Information shown:
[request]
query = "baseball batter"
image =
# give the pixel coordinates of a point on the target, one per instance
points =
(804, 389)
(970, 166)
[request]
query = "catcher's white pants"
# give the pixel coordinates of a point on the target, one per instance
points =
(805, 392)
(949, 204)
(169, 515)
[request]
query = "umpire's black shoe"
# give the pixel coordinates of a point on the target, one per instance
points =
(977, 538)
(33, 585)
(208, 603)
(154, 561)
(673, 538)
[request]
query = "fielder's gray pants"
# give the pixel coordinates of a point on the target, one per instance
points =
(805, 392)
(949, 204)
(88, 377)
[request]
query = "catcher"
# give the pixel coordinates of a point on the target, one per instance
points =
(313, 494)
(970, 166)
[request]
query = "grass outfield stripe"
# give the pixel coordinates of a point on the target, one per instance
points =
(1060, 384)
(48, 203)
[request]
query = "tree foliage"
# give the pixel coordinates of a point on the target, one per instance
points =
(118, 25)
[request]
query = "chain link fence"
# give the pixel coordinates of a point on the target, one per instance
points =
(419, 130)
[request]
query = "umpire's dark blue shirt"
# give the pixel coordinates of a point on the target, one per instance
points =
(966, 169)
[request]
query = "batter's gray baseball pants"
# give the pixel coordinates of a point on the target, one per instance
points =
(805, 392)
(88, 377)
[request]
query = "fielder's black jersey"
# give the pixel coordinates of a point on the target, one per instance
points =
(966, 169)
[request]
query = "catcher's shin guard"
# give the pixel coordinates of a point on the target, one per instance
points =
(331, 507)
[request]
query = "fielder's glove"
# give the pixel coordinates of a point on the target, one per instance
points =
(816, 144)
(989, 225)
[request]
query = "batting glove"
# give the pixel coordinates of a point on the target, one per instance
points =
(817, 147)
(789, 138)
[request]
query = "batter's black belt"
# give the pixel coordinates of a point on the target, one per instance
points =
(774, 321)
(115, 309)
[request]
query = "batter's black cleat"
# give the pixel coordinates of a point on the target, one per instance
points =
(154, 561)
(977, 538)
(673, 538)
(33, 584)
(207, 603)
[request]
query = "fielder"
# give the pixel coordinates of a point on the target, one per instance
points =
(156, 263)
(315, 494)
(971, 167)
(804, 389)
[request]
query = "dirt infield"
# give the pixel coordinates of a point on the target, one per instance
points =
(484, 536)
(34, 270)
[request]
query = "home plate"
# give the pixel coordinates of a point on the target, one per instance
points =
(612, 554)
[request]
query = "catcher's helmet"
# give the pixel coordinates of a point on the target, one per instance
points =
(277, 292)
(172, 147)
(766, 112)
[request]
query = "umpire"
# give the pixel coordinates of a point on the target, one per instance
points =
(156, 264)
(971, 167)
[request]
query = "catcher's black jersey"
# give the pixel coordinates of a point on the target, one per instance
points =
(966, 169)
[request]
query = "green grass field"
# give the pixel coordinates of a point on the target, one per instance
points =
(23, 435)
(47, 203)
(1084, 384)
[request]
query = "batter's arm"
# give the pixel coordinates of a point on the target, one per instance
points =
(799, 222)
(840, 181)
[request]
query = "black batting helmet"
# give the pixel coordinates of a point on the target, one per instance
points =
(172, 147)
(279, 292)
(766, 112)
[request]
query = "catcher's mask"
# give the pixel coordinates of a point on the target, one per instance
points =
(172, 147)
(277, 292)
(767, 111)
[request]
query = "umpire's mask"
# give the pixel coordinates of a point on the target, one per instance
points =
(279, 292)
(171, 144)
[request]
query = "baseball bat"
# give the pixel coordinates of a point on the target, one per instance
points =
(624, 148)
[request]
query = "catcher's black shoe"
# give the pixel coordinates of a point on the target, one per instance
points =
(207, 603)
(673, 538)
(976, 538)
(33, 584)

Assignment: The listing is to be given again exactly, line for line.

Solution:
[request]
query = "baseball batter"
image =
# give the pixel coordinates of a point on the target, one per instance
points =
(804, 389)
(970, 166)
[request]
query = "catcher's white pants"
# give the pixel coordinates of a point on the target, one per instance
points =
(805, 392)
(949, 204)
(169, 515)
[request]
query = "umpire's black shoe"
# give the pixel coordinates of a point on the target, one per instance
points =
(977, 538)
(33, 585)
(208, 603)
(154, 561)
(673, 538)
[request]
query = "fielder's gray pants"
# give the pixel coordinates of a point on the target, one per instance
points =
(805, 392)
(949, 204)
(88, 377)
[request]
query = "catcher"
# give the pixel coordinates of a point on the target, one per instance
points =
(313, 494)
(970, 166)
[request]
query = "grass outfield stripe"
# give the pixel coordinates of a point on the target, one per instance
points =
(1060, 384)
(48, 203)
[request]
query = "tree foliage"
# give the pixel coordinates of a point on the target, one per instance
points =
(118, 25)
[request]
query = "chain link fence"
# give the pixel coordinates of a point on the target, one per instance
points =
(419, 130)
[request]
query = "umpire's dark blue shirt"
# give the pixel coordinates of a point on the target, one per instance
points =
(966, 169)
[request]
query = "batter's gray baseball pants"
# give the pixel coordinates of a point on the target, one per instance
points =
(805, 392)
(88, 377)
[request]
query = "fielder's black jersey"
# give the pixel coordinates of a point on the target, one per instance
points =
(966, 169)
[request]
query = "catcher's shin guard"
# give the pixel coordinates of a point on the target, one per instance
points =
(331, 507)
[request]
query = "fielder's glove"
# give the pixel coordinates of a point on the target, one per instance
points =
(816, 144)
(989, 225)
[request]
query = "batting glove"
# give the pixel coordinates of a point on the target, one per instance
points =
(817, 147)
(789, 138)
[request]
query = "batter's black belt"
# give the pixel coordinates of a point on the target, one per instance
points =
(774, 321)
(115, 309)
[request]
query = "batter's black cleat"
# give the pixel coordinates of a point on the target, one per instance
points =
(154, 561)
(977, 538)
(673, 538)
(33, 584)
(207, 603)
[request]
query = "fielder"
# give the pixel coordinates of a point on the target, one per instance
points =
(156, 263)
(315, 494)
(971, 167)
(804, 389)
[request]
query = "dirt infield"
# give the pixel coordinates of a point on the target, one per instance
points =
(484, 536)
(34, 270)
[request]
query = "home plate"
# give the pixel coordinates of a point on the target, one per instance
points =
(612, 554)
[request]
query = "catcher's helmet"
# give the pixel coordinates of a point on the target, one per instance
points =
(277, 292)
(172, 147)
(766, 112)
[request]
query = "umpire"
# give the pixel coordinates of a point on the target, one per instance
points =
(156, 264)
(971, 167)
[request]
query = "catcher's black jersey"
# give the pixel coordinates of a point on the target, one per instance
points =
(966, 169)
[request]
query = "green grass field"
# give the pixel coordinates of a point on the target, one per instance
points =
(23, 435)
(47, 203)
(1084, 384)
[request]
query = "batter's arm"
# give the pixel coordinates of a point on the target, one per instance
points =
(799, 222)
(840, 181)
[request]
query = "black batting helmet"
# give the pixel coordinates of a point on the target, one per instance
points =
(172, 147)
(279, 292)
(766, 112)
[request]
query = "catcher's mask"
# give the pixel coordinates of a point on the target, one per instance
points =
(172, 147)
(277, 292)
(767, 111)
[request]
query = "umpire's mask"
# give the pixel coordinates of a point on the target, one per instance
points =
(279, 292)
(171, 144)
[request]
query = "baseball bat"
# give the pixel coordinates of a point on the target, one per instance
points =
(624, 148)
[request]
query = "catcher's black shoe"
# give the pixel coordinates of a point on the target, one per instance
points =
(207, 603)
(673, 538)
(976, 538)
(33, 584)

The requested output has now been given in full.